### YOUR OBJECTIVE
Reproduce all of the following items word for word, with the pictures omitted from your answer.

Excerpts from point annotation data

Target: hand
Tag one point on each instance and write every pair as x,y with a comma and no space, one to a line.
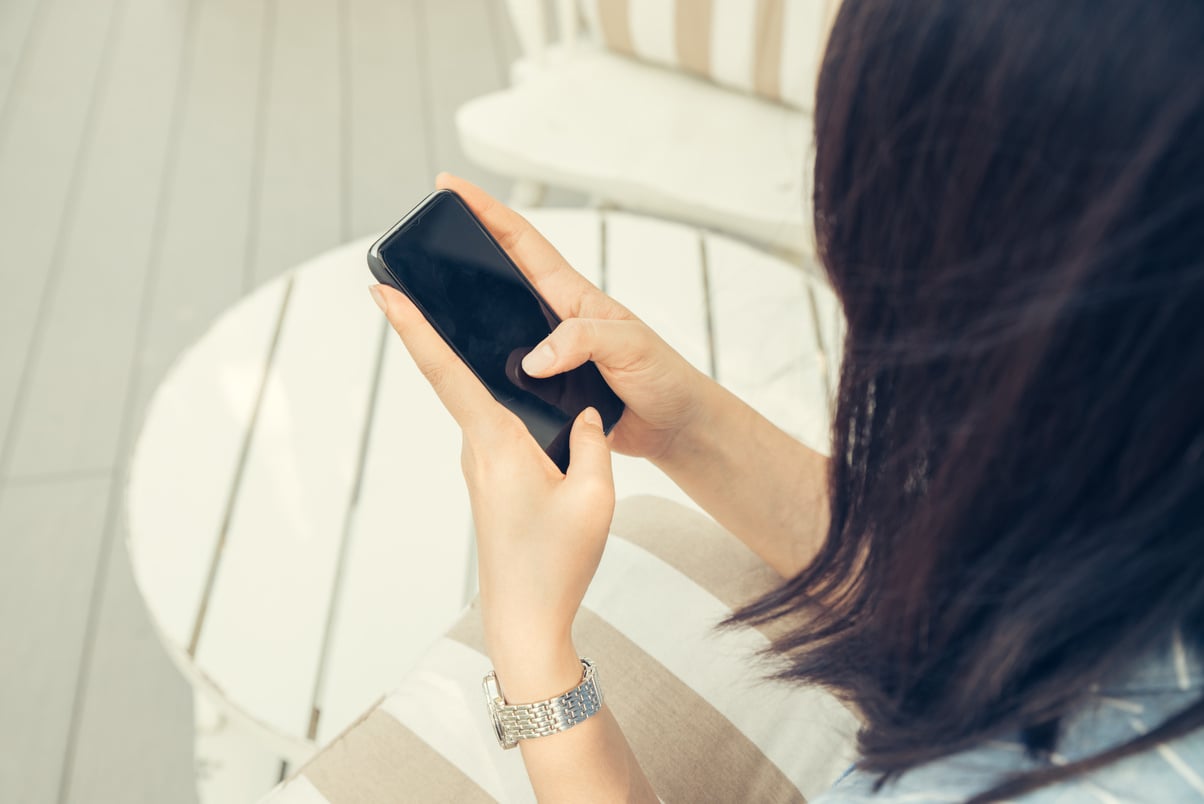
662,391
539,533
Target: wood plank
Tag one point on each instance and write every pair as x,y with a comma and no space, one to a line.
408,549
199,419
102,255
201,254
389,159
47,117
134,742
299,210
765,338
460,64
17,18
260,639
49,541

### SOLUTION TO THIS PROBLEM
Target: hand
Tag one point on each instance and write every pair as x,y with a comma and no space, one to a line.
662,391
539,533
Target: wood plank
Tag one point on each instance and write every pair as x,y with a comma and no space, one to a line.
408,549
199,419
102,255
201,254
389,159
47,117
134,742
299,210
765,338
460,64
17,18
260,639
49,541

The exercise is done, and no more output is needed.